GIVEN TASK: Substitute "image coordinates" for "pixel coordinates" in the rows from the line containing "Each instance of the church spire" through the line containing "[(590, 424)]", both included. Reproduce only those lines, with everything else left unchanged.

(Location identification items)
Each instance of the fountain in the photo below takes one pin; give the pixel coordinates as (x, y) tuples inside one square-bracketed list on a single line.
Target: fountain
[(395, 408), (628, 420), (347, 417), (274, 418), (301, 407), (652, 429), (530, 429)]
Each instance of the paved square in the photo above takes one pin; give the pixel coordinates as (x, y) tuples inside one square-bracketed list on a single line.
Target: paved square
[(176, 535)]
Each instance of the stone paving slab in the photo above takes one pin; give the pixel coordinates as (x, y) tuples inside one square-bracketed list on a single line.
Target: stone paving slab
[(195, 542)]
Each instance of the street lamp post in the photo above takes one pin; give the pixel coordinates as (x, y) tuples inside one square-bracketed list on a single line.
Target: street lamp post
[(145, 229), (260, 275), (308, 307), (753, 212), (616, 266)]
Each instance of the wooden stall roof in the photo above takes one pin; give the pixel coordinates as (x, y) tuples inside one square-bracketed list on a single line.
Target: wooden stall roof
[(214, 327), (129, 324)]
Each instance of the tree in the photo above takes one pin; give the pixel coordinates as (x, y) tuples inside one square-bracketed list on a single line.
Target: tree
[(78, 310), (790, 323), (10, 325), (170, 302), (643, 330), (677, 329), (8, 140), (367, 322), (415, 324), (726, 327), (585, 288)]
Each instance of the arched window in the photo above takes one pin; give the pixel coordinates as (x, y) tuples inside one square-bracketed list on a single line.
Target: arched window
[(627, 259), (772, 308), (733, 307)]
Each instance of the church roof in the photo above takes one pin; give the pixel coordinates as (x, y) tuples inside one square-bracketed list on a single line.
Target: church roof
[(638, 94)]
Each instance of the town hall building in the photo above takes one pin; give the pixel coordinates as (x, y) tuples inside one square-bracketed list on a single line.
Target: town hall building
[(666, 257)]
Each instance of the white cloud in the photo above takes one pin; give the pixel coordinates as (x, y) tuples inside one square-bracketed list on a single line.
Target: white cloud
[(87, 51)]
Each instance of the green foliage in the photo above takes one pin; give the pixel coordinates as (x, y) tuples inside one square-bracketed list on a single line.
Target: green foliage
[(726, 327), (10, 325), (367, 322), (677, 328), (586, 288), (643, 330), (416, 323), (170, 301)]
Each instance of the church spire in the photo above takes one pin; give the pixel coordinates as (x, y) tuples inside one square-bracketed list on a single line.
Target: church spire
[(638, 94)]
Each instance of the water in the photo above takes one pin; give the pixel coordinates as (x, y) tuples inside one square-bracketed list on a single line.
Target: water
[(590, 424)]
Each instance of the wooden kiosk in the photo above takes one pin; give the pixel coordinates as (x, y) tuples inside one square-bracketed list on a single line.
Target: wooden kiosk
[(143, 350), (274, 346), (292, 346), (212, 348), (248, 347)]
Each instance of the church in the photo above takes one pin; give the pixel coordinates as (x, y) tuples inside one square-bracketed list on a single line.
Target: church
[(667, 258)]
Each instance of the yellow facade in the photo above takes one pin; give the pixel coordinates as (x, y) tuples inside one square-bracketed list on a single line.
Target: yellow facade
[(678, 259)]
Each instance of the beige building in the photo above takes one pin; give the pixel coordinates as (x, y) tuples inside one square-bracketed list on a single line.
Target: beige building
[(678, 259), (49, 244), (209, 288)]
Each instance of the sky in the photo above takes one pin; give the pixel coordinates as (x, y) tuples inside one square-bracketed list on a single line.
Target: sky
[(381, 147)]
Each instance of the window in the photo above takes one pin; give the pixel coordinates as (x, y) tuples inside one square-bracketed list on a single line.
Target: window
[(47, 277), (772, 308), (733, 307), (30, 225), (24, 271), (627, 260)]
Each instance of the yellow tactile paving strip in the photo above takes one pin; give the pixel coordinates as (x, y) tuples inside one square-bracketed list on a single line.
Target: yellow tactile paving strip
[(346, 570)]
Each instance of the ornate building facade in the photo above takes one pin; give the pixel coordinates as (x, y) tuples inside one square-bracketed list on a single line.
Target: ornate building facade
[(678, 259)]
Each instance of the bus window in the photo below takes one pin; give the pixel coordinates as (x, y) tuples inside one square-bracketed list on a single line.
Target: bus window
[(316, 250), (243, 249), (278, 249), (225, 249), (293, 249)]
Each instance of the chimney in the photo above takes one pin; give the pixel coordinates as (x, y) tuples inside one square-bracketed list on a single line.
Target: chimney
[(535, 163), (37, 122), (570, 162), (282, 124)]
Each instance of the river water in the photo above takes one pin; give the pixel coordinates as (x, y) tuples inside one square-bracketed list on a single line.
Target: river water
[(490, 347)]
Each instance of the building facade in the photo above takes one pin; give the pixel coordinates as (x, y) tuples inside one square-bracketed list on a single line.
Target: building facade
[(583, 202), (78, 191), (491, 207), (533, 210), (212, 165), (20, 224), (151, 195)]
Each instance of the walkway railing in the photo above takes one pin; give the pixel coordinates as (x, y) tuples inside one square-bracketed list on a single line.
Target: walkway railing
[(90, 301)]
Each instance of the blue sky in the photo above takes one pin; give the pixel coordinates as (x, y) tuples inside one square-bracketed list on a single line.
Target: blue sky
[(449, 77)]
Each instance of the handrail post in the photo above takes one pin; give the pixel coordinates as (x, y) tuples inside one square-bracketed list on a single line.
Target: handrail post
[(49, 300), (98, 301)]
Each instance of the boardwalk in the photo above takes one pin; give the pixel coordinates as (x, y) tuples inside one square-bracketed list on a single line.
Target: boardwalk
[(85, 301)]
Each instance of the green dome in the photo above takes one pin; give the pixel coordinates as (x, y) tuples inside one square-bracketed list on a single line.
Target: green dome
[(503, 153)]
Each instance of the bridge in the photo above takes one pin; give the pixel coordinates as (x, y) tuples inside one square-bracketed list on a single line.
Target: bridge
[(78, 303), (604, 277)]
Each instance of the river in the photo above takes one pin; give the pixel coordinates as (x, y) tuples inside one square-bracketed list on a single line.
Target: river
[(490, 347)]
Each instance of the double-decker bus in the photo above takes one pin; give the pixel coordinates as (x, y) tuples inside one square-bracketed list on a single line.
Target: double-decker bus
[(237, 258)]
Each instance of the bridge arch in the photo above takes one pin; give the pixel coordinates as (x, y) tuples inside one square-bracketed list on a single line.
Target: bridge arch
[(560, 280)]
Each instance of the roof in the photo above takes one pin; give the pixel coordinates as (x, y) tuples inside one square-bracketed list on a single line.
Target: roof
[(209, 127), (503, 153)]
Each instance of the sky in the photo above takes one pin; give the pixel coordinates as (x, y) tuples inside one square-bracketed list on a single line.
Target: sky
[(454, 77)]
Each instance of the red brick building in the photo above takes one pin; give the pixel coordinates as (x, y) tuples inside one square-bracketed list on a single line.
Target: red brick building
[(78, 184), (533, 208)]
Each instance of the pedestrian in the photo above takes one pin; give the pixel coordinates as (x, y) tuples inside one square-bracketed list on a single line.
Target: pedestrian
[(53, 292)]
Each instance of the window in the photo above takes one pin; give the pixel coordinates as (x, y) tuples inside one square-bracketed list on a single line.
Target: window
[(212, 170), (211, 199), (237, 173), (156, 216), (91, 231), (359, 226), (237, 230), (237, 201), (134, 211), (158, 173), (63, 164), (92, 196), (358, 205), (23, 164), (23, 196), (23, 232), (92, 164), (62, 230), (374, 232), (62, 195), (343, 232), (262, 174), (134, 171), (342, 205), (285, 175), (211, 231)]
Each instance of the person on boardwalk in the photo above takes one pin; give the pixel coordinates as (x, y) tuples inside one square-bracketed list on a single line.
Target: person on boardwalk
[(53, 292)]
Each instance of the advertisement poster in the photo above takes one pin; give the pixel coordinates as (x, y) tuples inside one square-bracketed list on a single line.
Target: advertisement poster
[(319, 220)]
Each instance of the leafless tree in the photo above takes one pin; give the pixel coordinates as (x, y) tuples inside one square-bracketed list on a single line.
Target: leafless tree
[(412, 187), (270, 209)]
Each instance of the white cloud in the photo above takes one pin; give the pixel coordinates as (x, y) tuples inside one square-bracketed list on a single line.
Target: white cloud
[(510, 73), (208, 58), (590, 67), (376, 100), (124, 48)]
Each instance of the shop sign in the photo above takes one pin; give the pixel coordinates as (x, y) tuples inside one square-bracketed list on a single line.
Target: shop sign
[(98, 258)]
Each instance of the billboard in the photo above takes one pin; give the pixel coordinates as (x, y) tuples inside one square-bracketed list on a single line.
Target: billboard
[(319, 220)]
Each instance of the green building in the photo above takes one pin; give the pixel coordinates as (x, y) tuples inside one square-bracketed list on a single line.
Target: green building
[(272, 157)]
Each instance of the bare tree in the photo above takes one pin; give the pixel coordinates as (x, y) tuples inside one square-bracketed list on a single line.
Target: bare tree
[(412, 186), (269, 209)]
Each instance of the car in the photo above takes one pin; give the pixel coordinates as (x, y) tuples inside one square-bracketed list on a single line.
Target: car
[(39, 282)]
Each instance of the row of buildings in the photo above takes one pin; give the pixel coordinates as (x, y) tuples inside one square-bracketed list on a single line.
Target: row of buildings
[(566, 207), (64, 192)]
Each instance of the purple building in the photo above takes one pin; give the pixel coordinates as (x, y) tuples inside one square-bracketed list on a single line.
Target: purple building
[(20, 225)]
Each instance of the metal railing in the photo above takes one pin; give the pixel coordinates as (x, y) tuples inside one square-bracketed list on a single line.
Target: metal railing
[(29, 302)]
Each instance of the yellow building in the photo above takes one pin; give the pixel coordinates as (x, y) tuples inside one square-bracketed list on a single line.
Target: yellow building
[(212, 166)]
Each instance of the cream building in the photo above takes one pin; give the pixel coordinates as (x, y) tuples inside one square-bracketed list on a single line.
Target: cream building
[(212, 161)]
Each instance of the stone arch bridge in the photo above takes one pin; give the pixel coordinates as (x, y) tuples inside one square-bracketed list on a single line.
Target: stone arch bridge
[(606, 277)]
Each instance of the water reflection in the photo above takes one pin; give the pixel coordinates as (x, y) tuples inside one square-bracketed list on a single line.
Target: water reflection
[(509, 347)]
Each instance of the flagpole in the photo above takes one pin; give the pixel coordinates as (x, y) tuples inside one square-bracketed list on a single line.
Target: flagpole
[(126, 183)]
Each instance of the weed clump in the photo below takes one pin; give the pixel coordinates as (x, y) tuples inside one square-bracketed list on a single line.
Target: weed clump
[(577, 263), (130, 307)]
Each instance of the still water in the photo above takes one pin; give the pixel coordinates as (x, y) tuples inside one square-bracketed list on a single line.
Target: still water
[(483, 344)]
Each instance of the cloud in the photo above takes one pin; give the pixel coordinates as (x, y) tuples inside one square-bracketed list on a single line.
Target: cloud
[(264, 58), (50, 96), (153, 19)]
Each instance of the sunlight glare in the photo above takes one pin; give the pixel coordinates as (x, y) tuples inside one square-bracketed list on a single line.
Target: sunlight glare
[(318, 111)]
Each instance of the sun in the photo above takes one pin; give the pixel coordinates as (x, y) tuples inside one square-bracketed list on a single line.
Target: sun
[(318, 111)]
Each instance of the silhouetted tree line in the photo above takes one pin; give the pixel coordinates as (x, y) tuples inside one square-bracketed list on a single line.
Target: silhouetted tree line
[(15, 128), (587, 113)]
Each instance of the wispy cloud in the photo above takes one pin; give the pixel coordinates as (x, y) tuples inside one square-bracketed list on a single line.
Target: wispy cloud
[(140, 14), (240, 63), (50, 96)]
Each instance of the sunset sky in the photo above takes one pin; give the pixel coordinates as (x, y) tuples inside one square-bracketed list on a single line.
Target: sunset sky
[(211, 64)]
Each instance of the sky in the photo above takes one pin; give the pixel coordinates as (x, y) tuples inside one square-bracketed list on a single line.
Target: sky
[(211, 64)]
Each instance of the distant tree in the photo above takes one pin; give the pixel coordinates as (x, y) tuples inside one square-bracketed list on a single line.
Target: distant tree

FINISHED ANSWER:
Each instance of the church spire in the photo above takes one pin; give the image coordinates as (x, y) tuples inside one square-bracketed list on a single line.
Target: church spire
[(638, 94)]
Each instance of the water in the photo above takes one pin; give the image coordinates as (x, y) tuples inside one square-bracketed list on a single line.
Target: water
[(590, 424)]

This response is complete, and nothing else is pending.